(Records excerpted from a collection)

________________________________________

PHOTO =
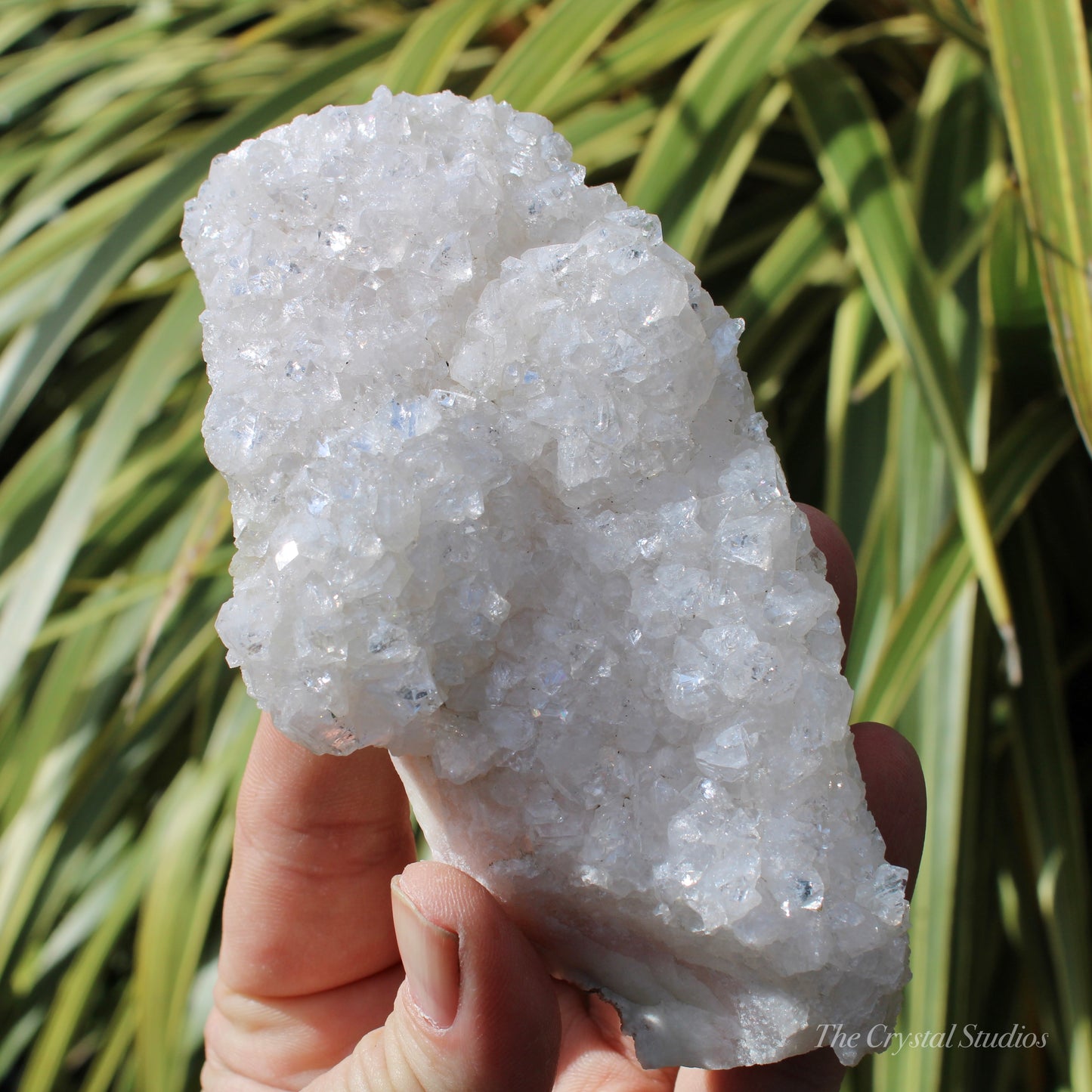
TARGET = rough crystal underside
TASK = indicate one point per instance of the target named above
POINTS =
(503, 505)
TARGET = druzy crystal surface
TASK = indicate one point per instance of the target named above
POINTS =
(503, 506)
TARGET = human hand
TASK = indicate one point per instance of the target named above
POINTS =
(334, 979)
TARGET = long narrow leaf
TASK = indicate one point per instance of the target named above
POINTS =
(855, 159)
(1041, 58)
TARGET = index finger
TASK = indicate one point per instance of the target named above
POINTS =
(318, 839)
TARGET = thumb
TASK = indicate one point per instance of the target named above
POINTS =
(476, 1011)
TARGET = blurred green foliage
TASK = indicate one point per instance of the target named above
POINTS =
(895, 196)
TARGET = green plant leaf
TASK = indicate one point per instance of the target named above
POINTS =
(1022, 459)
(855, 159)
(1041, 59)
(689, 166)
(546, 56)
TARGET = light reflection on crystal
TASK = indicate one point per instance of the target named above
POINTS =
(527, 530)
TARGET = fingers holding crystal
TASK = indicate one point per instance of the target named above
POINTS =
(317, 842)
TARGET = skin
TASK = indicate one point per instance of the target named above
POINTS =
(312, 993)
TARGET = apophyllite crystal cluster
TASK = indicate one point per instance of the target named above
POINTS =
(503, 506)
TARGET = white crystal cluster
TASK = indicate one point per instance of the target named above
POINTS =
(503, 505)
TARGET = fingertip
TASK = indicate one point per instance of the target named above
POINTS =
(505, 1022)
(896, 793)
(841, 568)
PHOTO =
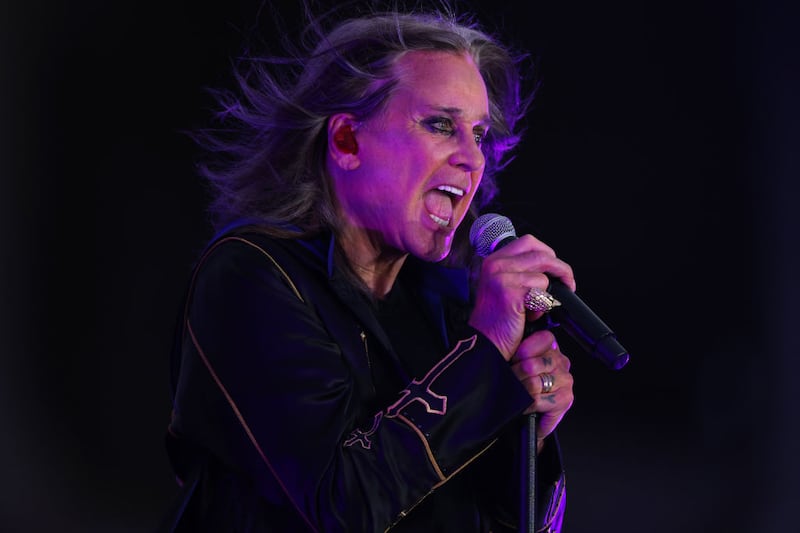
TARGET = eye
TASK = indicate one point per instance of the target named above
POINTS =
(440, 125)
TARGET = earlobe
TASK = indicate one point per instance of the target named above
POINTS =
(343, 146)
(345, 140)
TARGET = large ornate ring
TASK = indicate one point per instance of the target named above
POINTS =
(547, 382)
(540, 300)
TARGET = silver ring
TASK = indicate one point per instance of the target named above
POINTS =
(540, 300)
(547, 382)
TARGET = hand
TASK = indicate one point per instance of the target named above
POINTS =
(505, 278)
(539, 354)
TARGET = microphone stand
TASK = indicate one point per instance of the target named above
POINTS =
(527, 497)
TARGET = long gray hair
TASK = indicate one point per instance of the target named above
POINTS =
(269, 154)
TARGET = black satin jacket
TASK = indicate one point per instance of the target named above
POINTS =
(292, 412)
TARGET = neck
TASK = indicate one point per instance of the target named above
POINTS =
(376, 266)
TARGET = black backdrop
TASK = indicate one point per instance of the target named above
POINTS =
(660, 162)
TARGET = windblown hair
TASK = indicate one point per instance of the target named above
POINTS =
(270, 151)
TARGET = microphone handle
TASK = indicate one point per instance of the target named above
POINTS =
(585, 327)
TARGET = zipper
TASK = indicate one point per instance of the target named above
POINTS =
(369, 361)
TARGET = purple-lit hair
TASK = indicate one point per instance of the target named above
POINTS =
(270, 150)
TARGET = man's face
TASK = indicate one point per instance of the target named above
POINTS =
(420, 160)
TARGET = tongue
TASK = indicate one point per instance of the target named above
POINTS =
(439, 204)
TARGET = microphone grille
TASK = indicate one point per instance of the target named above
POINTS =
(488, 230)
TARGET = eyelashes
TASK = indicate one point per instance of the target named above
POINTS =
(445, 126)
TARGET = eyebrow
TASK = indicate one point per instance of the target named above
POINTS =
(485, 120)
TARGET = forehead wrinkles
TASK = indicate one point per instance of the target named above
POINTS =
(422, 75)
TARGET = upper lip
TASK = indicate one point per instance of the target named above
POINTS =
(452, 189)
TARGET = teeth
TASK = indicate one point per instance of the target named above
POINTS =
(452, 190)
(442, 222)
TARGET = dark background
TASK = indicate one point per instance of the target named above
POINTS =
(660, 162)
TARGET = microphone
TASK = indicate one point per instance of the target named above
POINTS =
(491, 232)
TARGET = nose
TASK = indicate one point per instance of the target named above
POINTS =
(468, 155)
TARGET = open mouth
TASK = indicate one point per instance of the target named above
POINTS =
(440, 203)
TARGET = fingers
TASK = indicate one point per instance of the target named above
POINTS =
(544, 371)
(506, 276)
(539, 354)
(530, 259)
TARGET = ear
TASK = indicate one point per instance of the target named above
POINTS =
(342, 144)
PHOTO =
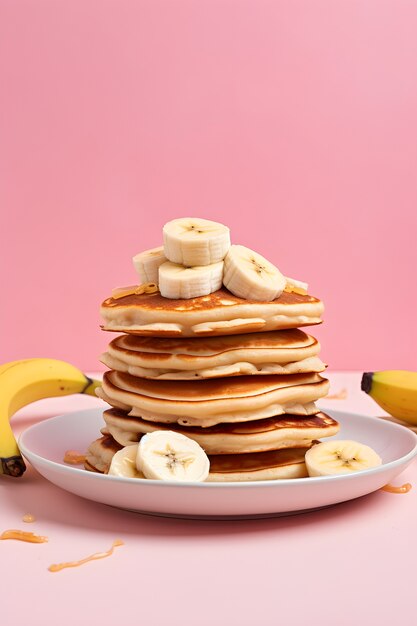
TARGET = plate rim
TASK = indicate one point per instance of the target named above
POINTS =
(268, 484)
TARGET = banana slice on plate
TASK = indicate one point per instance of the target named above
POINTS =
(179, 282)
(167, 455)
(340, 457)
(249, 275)
(124, 463)
(194, 241)
(147, 264)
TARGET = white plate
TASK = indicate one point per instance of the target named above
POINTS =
(45, 443)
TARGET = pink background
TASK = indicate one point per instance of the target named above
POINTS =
(293, 122)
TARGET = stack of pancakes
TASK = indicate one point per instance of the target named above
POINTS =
(237, 376)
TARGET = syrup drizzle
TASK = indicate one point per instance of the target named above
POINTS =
(73, 457)
(23, 535)
(98, 555)
(391, 489)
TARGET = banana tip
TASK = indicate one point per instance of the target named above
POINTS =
(366, 382)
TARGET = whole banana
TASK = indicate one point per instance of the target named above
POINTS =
(395, 391)
(25, 381)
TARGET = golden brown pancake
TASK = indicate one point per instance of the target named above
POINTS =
(219, 313)
(277, 464)
(284, 431)
(274, 352)
(213, 401)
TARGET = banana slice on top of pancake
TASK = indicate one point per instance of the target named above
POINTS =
(178, 282)
(192, 241)
(249, 275)
(167, 455)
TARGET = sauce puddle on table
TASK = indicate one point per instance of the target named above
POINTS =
(23, 535)
(98, 555)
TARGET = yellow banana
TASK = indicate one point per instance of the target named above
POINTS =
(23, 382)
(395, 391)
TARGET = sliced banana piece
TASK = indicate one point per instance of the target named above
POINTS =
(193, 241)
(296, 286)
(179, 282)
(147, 264)
(249, 275)
(340, 457)
(124, 463)
(167, 455)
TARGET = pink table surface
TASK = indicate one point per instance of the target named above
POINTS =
(352, 563)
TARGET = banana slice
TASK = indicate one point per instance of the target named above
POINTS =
(248, 275)
(124, 463)
(166, 455)
(340, 457)
(192, 241)
(296, 286)
(147, 264)
(177, 281)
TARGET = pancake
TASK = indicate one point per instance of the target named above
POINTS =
(274, 465)
(274, 352)
(277, 464)
(208, 402)
(219, 313)
(285, 431)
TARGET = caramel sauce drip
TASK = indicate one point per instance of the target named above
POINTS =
(23, 535)
(73, 457)
(98, 555)
(138, 290)
(391, 489)
(340, 395)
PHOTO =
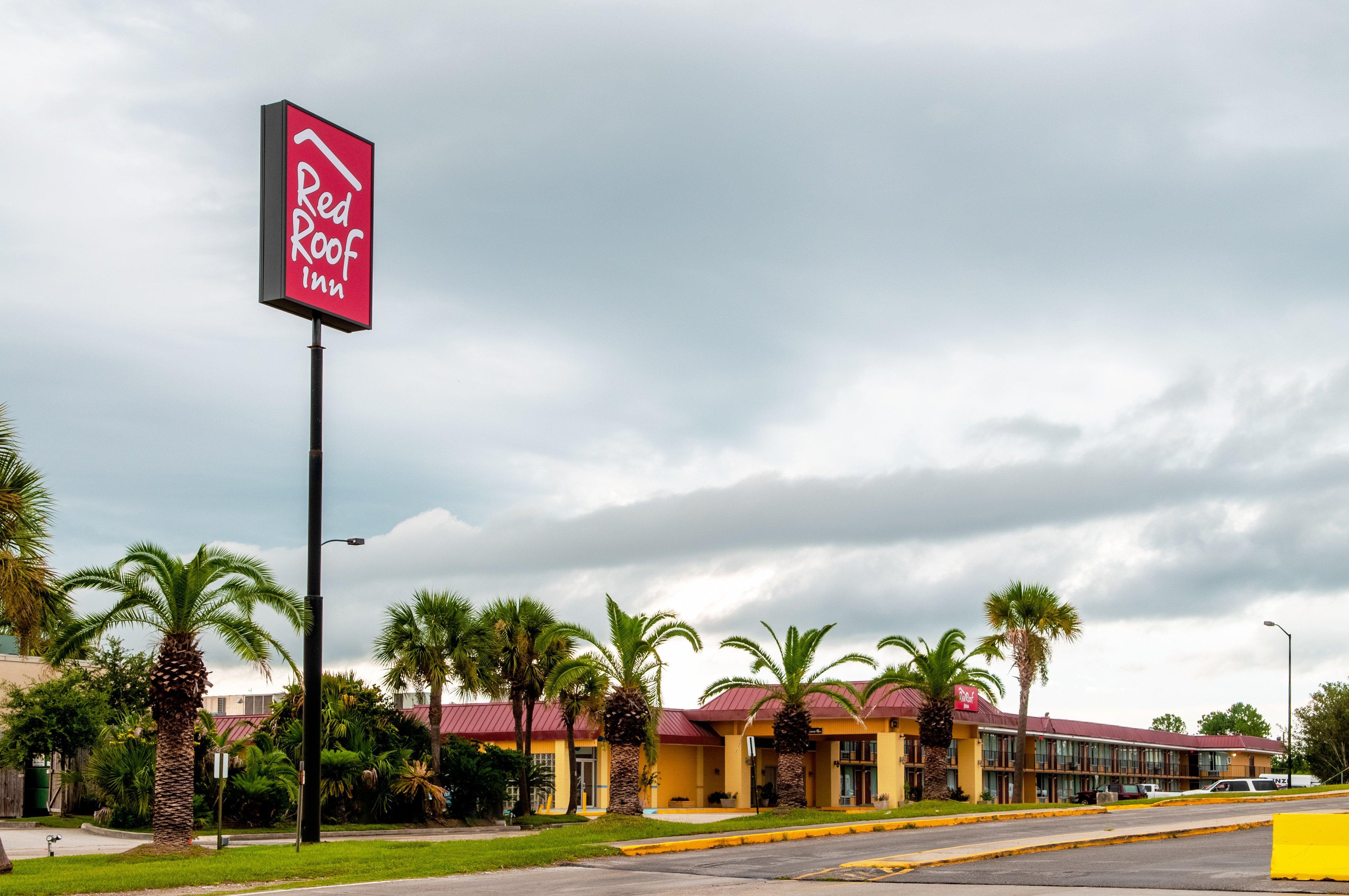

________________________________________

- _WORK TO DO_:
Reproduce every one of the records above line for line and without alteration, omitting the pictures.

- _RESPONSE TO THE TASK_:
PHOTO =
TARGET = rough crystal underside
TASK = indicate one point per instance of the target named above
POINTS =
(503, 505)
TARGET = druzy crystal surface
TASK = indicate one point per instance of the target named above
POINTS =
(503, 506)
TARGET = human hand
TASK = indicate one point per instance of the target named above
POINTS =
(334, 979)
TARGET = long narrow leaf
TASK = indicate one point per instance of the target named above
POINTS =
(855, 159)
(1041, 58)
TARGET = index finger
TASK = indicate one point per instance of the target named above
POINTS =
(318, 839)
TARGET = thumb
TASK = indicate one point per instance of the target named above
POINTS =
(476, 1011)
TARGET = blurred green foliage
TASK = indicate one point per instance of the target named above
POINTS =
(895, 196)
TARGET = green plant leaf
TASK = indicate one point per instance of the target named above
POINTS =
(1022, 459)
(855, 159)
(1041, 59)
(689, 166)
(546, 56)
TARGET = light reflection on crystal
TASK = indicate one point per instance of the target named above
POINTS =
(527, 530)
TARGET = fingers holding crystal
TASK = indicate one point per instance of the target named above
POINTS =
(317, 842)
TARGET = skin
TASK = indicate one point per instance of the target named above
POINTS =
(312, 993)
TARGET = apophyllite crystal cluster
TASK = indicate one point per instance of the target named above
POINTS =
(503, 506)
TARGET = white crystal cluster
TASK = indicate one point per instance of the target named above
POINTS =
(503, 505)
TARGET = fingertip
TASK = indicate one point per instance of the target named above
POINTS =
(505, 1022)
(896, 793)
(841, 568)
PHOTO =
TARGET = eye
TASK = indicate one point per instance of the target named above
POINTS =
(440, 125)
TARGET = earlobe
TASK = indicate one point per instance of the target named above
POINTS =
(343, 146)
(345, 140)
TARGET = large ornate ring
TASK = indicate one point per instance of the target named above
POINTS =
(547, 382)
(540, 300)
TARGET = silver ring
TASK = indicate one point per instance of the target named above
POINTS =
(540, 300)
(547, 382)
TARGET = hand
TASK = indicate one point per instance of the target named above
POINTS =
(505, 278)
(539, 354)
TARGET = microphone stand
TASK = indicate one point per instance of the target named above
POINTS =
(527, 497)
TARGET = long gray hair
TASK = indicate one point per instance of the target named above
POINTS =
(269, 154)
TARGET = black satin jacket
TASK = indicate one point per instance of the target named above
POINTS =
(292, 412)
TARGET = neck
TASK = indicate one point per instance of the target named above
POINTS =
(376, 266)
TARGET = black backdrop
TASK = indicate one point per instance of the target named above
POINTS =
(660, 162)
TARGET = windblown hair
TASK = indicate one point per instance of the target named above
POINTS =
(270, 151)
TARGET = microphone handle
TASK = indicate one point per instance of the target named above
POINTS =
(585, 327)
TARGET = zipper
TASK = indicate one point per instance of the target named above
POINTS =
(369, 361)
TARGET = purple-lit hair
TASK = indicate one point per instance of the target named above
POINTS =
(270, 150)
TARGET = man's face
TASK = indicate one point per instance of the target named above
POINTS =
(420, 160)
TARGET = tongue
TASK = indicate one point per instance of the target named above
POINTS =
(439, 204)
TARGET = microphone grille
TASK = indicate one point per instance of the target named above
POINTS =
(488, 230)
TARGET = eyelashes
TASK = indicate one point per instance of the target named above
POINTS =
(445, 126)
TARGET = eyebrow
TASK = indicate one point per instance of the target named above
POINTS =
(485, 120)
TARGET = forehead wrinkles
TASK = indicate one point per instance of the target named above
POINTS =
(422, 75)
TARGET = upper lip
TASK = indicate one point per instance of the target named above
POINTS =
(452, 189)
TARGET = teeth
TASK = indicate one point per instance of the target named above
POINTS =
(452, 190)
(442, 222)
TARGET = dark background
TASK = indicate one point per instance of the target named above
POINTS =
(660, 162)
TARGET = microphone
TASK = indicate one point per instance of the target named above
POINTS =
(491, 232)
TARGET = nose
TASK = indicate one point per instance of the target named above
POINTS =
(468, 155)
TARGET = open mouth
TASK = indicate one point per instance of the target named above
POINTS =
(440, 203)
TARGET = fingers
TASK = indicate one point per instance of the target named above
POINTS =
(544, 371)
(506, 276)
(539, 354)
(530, 259)
TARGET = ear
TASK = indicate one point per instance of the target named above
POINTS =
(342, 144)
PHOTO =
TARGET = plate rim
TASK = indicate one point per instance of the target named above
POINTS =
(268, 484)
TARGET = banana slice on plate
TASK = indicate one point per instance of the target named above
POINTS =
(179, 282)
(167, 455)
(340, 457)
(249, 275)
(124, 463)
(194, 241)
(147, 264)
TARGET = white plate
TASK = indicate one point per instance of the target named above
POINTS =
(45, 443)
TARGET = pink background
TASK = indicate one point per instance of the target named above
POINTS =
(293, 122)
TARGET = stack of pancakes
TASK = indicate one point per instance of the target named above
POINTS =
(237, 376)
TARGET = syrup drizzle
TASK = indicate one point per instance of the target named above
POINTS =
(73, 457)
(23, 535)
(98, 555)
(391, 489)
TARGET = banana tip
TASK = indicate one point per instance of the target named above
POINTS =
(366, 382)
TARGET = whole banana
TASK = indicate one point per instance of the target named above
POINTS =
(395, 391)
(25, 381)
TARGET = golden brown pancake
TASK = indicate one point per instance of the target named above
POINTS =
(219, 313)
(277, 464)
(284, 431)
(274, 352)
(213, 401)
TARGET = banana slice on top of pancake
TASK = indicate one point per instance of the target named above
POINTS =
(178, 282)
(192, 241)
(249, 275)
(167, 455)
TARGET = sauce puddle on table
TASK = indicate one point per instance of the target named above
POINTS =
(23, 535)
(98, 555)
TARGET = yellow banana
TASK = indicate one point per instance of the target named above
POINTS =
(23, 382)
(395, 391)
TARGET = sliced banana piece
TASK = indicate one point per instance of the target named above
POINTS =
(193, 241)
(296, 286)
(179, 282)
(147, 264)
(249, 275)
(340, 457)
(124, 463)
(167, 455)
TARGET = pink table surface
TASK = indicate one point per instance of the target named above
POINTS =
(352, 563)
TARGET = banana slice
TASK = indicate one point per instance of the target named above
POINTS =
(248, 275)
(124, 463)
(166, 455)
(340, 457)
(192, 241)
(296, 286)
(147, 264)
(177, 281)
TARGET = pancake
TASK = indicate one point per instance of the target named above
POINTS =
(274, 465)
(274, 352)
(277, 464)
(208, 402)
(219, 313)
(285, 431)
TARGET = caramel sauce drip
TASK = indicate one point per instance of the target named above
POINTS =
(23, 535)
(73, 457)
(98, 555)
(138, 290)
(391, 489)
(340, 395)
PHOTO =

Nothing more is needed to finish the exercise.